Data excerpts:
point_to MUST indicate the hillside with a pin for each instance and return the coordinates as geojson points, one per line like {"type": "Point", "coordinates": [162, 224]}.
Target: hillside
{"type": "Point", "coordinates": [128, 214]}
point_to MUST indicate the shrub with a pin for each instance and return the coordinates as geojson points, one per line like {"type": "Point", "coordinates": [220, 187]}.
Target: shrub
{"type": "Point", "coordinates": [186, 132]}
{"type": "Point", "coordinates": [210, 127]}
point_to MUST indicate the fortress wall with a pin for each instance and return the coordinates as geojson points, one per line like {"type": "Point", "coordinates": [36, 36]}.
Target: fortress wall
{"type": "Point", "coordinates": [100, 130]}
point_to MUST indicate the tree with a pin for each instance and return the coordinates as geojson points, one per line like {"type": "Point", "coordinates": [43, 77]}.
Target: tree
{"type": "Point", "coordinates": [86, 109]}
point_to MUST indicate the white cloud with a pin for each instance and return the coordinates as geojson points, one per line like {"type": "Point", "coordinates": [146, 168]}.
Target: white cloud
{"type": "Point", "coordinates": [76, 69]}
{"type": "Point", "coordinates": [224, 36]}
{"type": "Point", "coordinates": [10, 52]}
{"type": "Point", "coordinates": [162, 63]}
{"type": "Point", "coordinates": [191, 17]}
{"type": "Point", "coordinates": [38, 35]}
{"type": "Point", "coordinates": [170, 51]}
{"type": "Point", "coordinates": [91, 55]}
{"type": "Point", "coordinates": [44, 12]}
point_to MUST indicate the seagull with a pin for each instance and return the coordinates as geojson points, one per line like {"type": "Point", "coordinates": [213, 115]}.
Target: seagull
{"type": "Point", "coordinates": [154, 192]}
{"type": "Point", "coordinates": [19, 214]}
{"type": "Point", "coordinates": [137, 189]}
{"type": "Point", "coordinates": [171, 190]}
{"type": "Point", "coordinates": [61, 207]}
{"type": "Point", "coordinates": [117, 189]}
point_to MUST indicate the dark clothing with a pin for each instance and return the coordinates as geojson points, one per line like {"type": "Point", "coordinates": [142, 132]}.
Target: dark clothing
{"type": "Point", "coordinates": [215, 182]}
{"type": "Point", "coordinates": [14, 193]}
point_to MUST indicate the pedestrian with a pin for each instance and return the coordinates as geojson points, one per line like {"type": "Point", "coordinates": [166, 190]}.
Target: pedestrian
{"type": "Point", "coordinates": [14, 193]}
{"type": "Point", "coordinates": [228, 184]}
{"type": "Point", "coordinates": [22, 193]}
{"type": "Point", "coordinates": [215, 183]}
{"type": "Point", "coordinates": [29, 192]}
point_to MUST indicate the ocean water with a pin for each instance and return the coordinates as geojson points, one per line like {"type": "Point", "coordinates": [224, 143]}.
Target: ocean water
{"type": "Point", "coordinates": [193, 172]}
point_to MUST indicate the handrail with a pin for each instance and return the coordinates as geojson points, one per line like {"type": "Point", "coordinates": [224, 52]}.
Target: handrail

Directions: Determine the number of lines in the data that contain "handrail" as a word or string, and state only that number.

Answer: 2